### Required work:
Gather every line of the records below that contains the string "jersey", matching case exactly, and copy each one out.

Location identification items:
^^^^^^^^

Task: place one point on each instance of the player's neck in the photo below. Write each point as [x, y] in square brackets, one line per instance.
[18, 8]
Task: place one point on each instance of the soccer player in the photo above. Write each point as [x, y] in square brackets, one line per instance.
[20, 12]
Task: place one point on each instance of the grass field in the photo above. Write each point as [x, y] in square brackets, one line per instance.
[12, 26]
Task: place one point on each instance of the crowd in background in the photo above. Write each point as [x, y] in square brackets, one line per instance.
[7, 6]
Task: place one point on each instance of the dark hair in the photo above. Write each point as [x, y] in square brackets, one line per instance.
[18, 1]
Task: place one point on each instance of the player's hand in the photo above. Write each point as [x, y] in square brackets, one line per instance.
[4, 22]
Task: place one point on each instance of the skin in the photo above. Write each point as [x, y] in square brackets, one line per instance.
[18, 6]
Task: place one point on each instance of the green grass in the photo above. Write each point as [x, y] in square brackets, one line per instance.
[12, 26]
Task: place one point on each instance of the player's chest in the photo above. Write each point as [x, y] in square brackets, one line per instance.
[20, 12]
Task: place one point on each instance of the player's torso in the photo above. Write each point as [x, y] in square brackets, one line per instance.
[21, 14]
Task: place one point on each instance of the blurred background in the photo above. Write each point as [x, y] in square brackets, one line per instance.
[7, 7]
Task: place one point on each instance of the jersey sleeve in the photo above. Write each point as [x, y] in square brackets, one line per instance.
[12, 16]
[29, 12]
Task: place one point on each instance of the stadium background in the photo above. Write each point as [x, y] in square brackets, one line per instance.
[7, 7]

^^^^^^^^

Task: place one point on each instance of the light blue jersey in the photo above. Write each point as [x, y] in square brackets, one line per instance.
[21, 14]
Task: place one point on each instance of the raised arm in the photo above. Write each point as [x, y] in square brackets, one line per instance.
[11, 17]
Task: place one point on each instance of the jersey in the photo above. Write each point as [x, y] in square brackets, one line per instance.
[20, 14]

^^^^^^^^

### Exercise output:
Task: place one point on each instance of the jersey sleeve in the photo above. Write each point as [x, y] in square brackets, one line per instance.
Task: place one point on each instance of the light blue jersey in the photo above. Write each point as [x, y] in square brackets, one line per instance.
Task: place one point on each instance of the jersey in the photo above. Write each point as [x, y] in square brackets, one line per instance.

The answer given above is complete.